**Stored data entries**
>> Start

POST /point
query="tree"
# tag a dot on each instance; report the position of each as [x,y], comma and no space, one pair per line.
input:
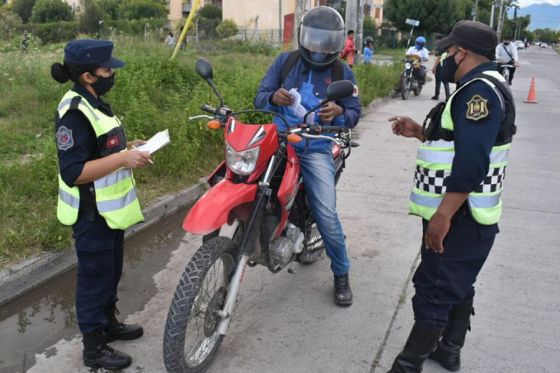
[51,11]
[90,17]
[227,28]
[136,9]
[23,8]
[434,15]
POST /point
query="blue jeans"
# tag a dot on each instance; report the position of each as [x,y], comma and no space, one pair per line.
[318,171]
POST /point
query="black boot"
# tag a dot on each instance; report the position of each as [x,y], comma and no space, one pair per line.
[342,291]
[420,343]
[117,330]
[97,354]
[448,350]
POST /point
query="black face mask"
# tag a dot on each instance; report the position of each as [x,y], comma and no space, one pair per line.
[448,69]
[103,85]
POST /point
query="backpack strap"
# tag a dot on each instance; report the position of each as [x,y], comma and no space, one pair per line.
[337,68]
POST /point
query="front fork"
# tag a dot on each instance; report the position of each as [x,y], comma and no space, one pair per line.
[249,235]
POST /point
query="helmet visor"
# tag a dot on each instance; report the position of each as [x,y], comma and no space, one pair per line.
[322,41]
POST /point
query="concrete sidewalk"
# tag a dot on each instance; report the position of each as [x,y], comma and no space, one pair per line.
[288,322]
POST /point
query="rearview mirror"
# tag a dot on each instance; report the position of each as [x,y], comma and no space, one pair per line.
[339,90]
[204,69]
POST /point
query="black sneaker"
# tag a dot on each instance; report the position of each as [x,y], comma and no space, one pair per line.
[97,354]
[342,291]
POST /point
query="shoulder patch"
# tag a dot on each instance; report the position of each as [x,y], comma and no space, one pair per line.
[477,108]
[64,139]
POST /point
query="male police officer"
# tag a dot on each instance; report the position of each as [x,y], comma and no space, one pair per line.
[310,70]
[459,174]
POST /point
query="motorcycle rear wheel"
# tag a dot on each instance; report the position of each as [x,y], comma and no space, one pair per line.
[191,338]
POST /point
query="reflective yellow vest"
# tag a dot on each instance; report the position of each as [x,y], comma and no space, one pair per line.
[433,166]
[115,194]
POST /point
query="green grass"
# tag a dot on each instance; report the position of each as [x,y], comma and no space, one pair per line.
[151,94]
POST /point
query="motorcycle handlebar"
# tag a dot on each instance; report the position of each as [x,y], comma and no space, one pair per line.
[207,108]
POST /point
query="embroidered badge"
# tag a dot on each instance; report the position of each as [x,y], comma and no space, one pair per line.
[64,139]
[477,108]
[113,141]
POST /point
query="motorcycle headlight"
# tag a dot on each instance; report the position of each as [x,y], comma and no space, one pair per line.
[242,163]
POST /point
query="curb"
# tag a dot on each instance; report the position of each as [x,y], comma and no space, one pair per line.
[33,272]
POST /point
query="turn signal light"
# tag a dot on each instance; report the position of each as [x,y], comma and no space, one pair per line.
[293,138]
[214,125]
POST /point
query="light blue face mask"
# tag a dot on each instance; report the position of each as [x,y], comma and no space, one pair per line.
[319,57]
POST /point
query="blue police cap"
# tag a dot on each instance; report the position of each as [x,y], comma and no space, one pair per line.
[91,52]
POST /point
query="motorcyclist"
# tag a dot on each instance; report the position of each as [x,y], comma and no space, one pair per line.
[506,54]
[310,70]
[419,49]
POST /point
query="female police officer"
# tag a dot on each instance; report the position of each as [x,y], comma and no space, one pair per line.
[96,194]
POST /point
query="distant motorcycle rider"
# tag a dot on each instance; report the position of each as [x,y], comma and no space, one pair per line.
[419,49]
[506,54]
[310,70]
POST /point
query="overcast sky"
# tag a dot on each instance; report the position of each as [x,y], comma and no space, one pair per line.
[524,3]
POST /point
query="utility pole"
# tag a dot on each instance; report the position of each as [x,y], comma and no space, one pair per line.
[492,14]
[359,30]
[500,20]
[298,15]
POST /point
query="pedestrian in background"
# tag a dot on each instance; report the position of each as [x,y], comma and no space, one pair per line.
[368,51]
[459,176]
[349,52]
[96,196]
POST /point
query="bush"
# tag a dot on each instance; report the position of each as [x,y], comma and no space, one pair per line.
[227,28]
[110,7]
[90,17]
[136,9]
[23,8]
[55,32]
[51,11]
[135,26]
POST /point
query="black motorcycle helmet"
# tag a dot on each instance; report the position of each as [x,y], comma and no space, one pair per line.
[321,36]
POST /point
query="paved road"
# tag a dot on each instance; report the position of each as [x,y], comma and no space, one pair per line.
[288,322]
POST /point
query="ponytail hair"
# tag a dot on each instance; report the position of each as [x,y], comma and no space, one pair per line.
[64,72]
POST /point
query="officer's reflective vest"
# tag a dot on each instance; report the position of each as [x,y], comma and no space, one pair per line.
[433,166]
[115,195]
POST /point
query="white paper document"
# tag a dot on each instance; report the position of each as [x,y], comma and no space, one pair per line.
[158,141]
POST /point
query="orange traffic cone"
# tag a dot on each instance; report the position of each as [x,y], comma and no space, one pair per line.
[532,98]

>> End
>> Start

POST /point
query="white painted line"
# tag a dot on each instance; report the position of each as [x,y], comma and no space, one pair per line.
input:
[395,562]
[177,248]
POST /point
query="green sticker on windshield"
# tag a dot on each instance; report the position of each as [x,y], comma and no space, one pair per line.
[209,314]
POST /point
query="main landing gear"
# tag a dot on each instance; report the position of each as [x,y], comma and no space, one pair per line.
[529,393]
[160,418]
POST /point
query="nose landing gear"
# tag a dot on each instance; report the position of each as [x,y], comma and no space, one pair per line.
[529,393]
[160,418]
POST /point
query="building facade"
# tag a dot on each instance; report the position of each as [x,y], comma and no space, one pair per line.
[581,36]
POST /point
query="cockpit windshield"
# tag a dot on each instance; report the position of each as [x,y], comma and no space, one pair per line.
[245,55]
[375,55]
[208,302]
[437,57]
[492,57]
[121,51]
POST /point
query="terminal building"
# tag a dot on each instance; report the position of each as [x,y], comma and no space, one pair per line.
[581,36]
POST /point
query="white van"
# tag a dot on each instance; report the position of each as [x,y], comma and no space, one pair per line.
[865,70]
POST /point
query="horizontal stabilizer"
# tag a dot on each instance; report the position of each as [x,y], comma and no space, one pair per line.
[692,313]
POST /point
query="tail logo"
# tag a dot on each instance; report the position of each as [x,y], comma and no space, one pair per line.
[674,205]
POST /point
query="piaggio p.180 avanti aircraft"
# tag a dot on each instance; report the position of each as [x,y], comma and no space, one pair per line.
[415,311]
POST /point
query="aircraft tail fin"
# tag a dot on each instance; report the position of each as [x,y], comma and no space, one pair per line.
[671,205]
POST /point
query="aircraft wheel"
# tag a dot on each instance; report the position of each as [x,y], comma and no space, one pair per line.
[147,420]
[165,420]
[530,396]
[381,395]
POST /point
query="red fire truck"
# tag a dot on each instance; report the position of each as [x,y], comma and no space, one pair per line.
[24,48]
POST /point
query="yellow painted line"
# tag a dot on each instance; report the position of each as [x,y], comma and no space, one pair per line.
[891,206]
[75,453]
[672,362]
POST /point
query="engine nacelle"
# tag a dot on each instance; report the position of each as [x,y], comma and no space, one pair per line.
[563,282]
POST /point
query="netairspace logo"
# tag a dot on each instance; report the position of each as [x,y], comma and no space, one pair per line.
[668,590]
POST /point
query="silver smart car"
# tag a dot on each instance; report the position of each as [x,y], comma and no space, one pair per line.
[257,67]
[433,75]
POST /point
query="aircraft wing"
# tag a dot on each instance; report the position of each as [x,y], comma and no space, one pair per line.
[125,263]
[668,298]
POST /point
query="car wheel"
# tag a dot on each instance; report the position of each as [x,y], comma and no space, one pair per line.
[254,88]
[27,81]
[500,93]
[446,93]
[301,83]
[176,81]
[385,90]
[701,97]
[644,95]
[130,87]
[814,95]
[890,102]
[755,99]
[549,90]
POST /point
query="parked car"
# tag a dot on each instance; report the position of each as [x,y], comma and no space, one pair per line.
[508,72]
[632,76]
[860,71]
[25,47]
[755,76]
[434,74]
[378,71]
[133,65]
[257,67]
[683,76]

>> End

List every line of the records above that contains the word "white", copying each line in full.

**TASK RESULT**
query="white paper document"
query="white painted line"
query="white van"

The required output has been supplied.